EXTRACTED RECORDS:
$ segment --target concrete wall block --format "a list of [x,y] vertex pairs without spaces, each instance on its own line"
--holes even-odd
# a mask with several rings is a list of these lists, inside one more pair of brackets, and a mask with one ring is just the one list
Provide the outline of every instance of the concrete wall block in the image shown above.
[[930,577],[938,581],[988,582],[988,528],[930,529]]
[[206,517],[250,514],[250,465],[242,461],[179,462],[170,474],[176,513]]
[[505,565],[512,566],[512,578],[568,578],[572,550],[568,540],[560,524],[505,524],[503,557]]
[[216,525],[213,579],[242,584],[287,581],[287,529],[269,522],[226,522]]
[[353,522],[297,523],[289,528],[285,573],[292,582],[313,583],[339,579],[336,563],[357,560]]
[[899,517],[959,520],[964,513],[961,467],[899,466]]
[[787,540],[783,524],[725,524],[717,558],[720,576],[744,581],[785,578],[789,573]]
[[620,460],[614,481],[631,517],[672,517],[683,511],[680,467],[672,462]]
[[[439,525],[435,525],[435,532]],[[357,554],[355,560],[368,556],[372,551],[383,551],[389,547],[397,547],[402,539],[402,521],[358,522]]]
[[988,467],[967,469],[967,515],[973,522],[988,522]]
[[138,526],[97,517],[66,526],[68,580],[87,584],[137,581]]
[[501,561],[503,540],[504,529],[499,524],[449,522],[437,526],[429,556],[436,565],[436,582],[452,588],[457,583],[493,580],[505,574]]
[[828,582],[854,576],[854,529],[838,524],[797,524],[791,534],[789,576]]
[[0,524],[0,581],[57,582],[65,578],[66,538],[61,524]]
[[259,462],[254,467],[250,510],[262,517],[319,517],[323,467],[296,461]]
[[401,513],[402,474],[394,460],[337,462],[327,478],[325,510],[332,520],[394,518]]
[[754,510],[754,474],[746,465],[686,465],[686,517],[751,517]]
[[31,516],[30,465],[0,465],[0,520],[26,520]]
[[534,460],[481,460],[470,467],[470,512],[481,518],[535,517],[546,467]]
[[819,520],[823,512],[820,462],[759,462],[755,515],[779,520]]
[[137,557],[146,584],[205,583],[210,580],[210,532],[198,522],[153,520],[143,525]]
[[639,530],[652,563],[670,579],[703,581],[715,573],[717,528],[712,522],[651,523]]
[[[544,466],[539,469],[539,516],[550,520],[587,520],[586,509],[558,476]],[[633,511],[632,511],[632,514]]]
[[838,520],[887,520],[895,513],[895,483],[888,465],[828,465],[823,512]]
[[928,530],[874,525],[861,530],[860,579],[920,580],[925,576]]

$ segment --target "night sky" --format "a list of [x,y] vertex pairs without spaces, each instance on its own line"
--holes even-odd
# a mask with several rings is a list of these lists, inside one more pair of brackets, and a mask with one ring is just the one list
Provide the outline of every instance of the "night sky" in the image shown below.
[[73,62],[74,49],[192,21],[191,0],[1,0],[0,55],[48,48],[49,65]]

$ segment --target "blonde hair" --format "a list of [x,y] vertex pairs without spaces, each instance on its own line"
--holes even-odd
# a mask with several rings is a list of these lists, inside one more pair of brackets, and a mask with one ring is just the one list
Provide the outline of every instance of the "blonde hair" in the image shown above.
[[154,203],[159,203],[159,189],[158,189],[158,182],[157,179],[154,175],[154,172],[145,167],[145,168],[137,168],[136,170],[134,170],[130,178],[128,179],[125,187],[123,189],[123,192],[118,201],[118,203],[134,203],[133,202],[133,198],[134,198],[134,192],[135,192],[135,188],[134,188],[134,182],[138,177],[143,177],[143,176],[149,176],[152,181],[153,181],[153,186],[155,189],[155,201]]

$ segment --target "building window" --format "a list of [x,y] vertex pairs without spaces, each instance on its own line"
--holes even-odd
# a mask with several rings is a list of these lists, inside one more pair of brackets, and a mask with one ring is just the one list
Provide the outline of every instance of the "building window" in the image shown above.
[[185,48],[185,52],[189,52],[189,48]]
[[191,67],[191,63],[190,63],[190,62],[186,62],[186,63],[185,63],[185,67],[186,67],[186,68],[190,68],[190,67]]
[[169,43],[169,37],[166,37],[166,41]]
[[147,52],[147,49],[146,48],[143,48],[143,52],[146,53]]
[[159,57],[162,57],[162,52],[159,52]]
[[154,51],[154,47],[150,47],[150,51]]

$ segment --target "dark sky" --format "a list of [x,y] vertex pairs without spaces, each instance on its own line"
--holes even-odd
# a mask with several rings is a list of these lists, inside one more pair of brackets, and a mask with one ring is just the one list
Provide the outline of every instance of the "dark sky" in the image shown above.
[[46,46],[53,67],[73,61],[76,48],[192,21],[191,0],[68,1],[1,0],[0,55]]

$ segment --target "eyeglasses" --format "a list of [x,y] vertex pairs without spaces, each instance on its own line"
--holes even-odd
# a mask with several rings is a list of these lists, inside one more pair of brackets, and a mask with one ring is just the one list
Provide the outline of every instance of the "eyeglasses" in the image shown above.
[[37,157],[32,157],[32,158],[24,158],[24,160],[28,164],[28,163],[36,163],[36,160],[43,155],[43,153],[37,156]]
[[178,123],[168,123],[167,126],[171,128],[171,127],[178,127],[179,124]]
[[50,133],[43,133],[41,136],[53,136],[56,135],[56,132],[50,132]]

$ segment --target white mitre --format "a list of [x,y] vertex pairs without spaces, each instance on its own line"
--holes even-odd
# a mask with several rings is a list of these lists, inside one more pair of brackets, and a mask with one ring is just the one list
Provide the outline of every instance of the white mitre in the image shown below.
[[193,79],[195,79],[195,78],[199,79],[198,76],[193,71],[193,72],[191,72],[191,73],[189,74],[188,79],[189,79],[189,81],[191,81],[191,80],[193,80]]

WHAT TO DO:
Reproduce the material above in full, changing every "vertex pairs" to "coordinate pairs" and leaving everything else as it is.

THE RESULT:
$ segment --target concrete wall block --format "a list of [x,y] coordinate pairs without spaces, each instance on its own line"
--holes even-odd
# a mask with several rings is a list of these lists, inside one more pair of brackets, and a mask with one ring is just the one list
Provide the outline of every instance of the concrete wall block in the image shown above.
[[930,577],[938,581],[988,582],[988,528],[930,529]]
[[206,517],[250,514],[250,465],[242,461],[179,462],[170,474],[176,513]]
[[505,565],[512,566],[512,578],[568,578],[572,550],[568,540],[560,524],[505,524],[503,557]]
[[216,525],[213,579],[242,584],[287,581],[287,529],[269,522],[226,522]]
[[353,522],[297,523],[289,528],[285,573],[292,582],[313,583],[339,579],[336,563],[357,560]]
[[899,517],[959,520],[964,513],[961,467],[899,466]]
[[787,540],[783,524],[725,524],[717,558],[720,576],[744,581],[785,578],[789,573]]
[[620,460],[614,481],[631,517],[672,517],[683,511],[680,467],[672,462]]
[[[439,525],[435,525],[435,532]],[[357,554],[355,560],[368,556],[372,551],[383,551],[389,547],[397,547],[402,539],[402,521],[358,522]]]
[[988,467],[967,469],[967,515],[973,522],[988,522]]
[[138,526],[97,517],[66,526],[68,580],[87,584],[137,581]]
[[501,561],[503,540],[504,529],[499,524],[449,522],[437,526],[429,556],[436,565],[436,582],[452,588],[457,583],[493,580],[505,574]]
[[828,582],[854,576],[854,529],[838,524],[797,524],[791,534],[789,576]]
[[0,524],[0,581],[57,582],[65,578],[66,538],[61,524]]
[[259,462],[254,467],[250,510],[262,517],[319,517],[323,467],[296,461]]
[[401,513],[402,474],[394,460],[337,462],[327,478],[325,510],[332,520],[394,518]]
[[754,510],[754,474],[746,465],[686,465],[686,517],[751,517]]
[[31,516],[30,465],[0,465],[0,520],[26,520]]
[[534,460],[481,460],[470,467],[470,512],[481,518],[535,517],[546,467]]
[[819,520],[823,512],[820,462],[759,462],[755,515],[779,520]]
[[137,557],[146,584],[205,583],[210,580],[210,532],[198,522],[153,520],[143,525]]
[[639,530],[652,563],[670,579],[703,581],[715,573],[717,528],[712,522],[651,523]]
[[[544,466],[539,469],[539,516],[550,520],[587,520],[586,509],[558,476]],[[633,511],[632,511],[632,514]]]
[[838,520],[887,520],[895,513],[895,483],[888,465],[828,465],[823,512]]
[[928,530],[874,525],[861,530],[860,579],[920,580],[925,576]]

$ segment --target "night sky" --format "a list of [x,y] coordinate pairs without spaces, each instance on its own line"
--holes even-odd
# a mask with several rings is a list of these lists, inside one more pair of brackets, and a mask with one ring is just the one list
Provide the outline of every instance of the "night sky" in the image shown below.
[[73,62],[74,49],[192,21],[191,0],[1,0],[0,55],[48,48],[49,65]]

$ segment --target "blonde hair" --format "a list of [x,y] coordinate pairs without spaces, each instance on its own line"
--holes even-odd
# a mask with several rings is a list of these lists, inside one more pair of brackets, and a mask with one ring is just the one list
Provide the outline of every instance of the "blonde hair" in the image shown above.
[[154,203],[159,203],[159,189],[158,189],[158,182],[157,179],[154,175],[154,172],[145,167],[145,168],[137,168],[136,170],[134,170],[130,178],[128,179],[125,187],[123,189],[123,192],[118,201],[118,203],[134,203],[133,202],[133,198],[134,198],[134,192],[135,192],[135,188],[134,188],[134,182],[138,177],[143,177],[143,176],[149,176],[152,181],[153,181],[153,186],[155,189],[155,201]]

$ segment --target "building window" --format "a list of [x,y] coordinate pairs without spaces, each instance on its own line"
--holes even-odd
# a mask with several rings is a list of these lists, inside one more pair of brackets, and a mask with one ring is just the one list
Provide the outline of every instance of the "building window" in the image shown above.
[[185,48],[185,52],[189,52],[189,48]]
[[191,67],[191,63],[190,63],[190,62],[186,62],[186,63],[185,63],[185,67],[186,67],[186,68],[190,68],[190,67]]
[[169,43],[169,37],[166,37],[166,41]]
[[147,52],[147,49],[146,48],[143,48],[143,52],[146,53]]
[[159,57],[162,57],[162,52],[159,52]]
[[154,51],[154,47],[150,47],[150,51]]

$ segment --target "dark sky" --format "a list of [x,y] coordinate pairs without spaces, each instance on its own line"
--holes even-odd
# a mask with several rings is a list of these lists, inside one more pair of brackets, and a mask with one ring is just the one list
Provide the outline of every instance of the "dark sky" in the image shown above.
[[46,46],[53,67],[73,61],[76,48],[192,21],[191,0],[68,1],[1,0],[0,55]]

$ segment --target "eyeglasses" --format "a list of [x,y] coordinate pairs without spaces, each instance on its own line"
--holes even-odd
# a mask with several rings is a list of these lists, inside one more pair of brackets, and a mask with one ring is just the one list
Provide the outline of every instance of the "eyeglasses" in the image shown above.
[[37,157],[32,157],[32,158],[24,158],[24,160],[28,164],[28,163],[36,163],[36,160],[43,155],[43,153],[37,156]]
[[178,123],[168,123],[167,126],[171,128],[171,127],[178,127],[179,124]]
[[50,133],[43,133],[41,136],[53,136],[56,135],[56,132],[50,132]]

$ segment --target white mitre --format "a list of [x,y] coordinate pairs without spaces, each instance on its own line"
--holes even-odd
# a mask with several rings is a list of these lists, inside one more pair of brackets, and a mask with one ring is just the one list
Provide the outline of every instance of the white mitre in the image shown below.
[[193,79],[195,79],[195,78],[199,79],[198,76],[193,71],[193,72],[191,72],[191,73],[189,74],[188,79],[189,79],[189,81],[191,81],[191,80],[193,80]]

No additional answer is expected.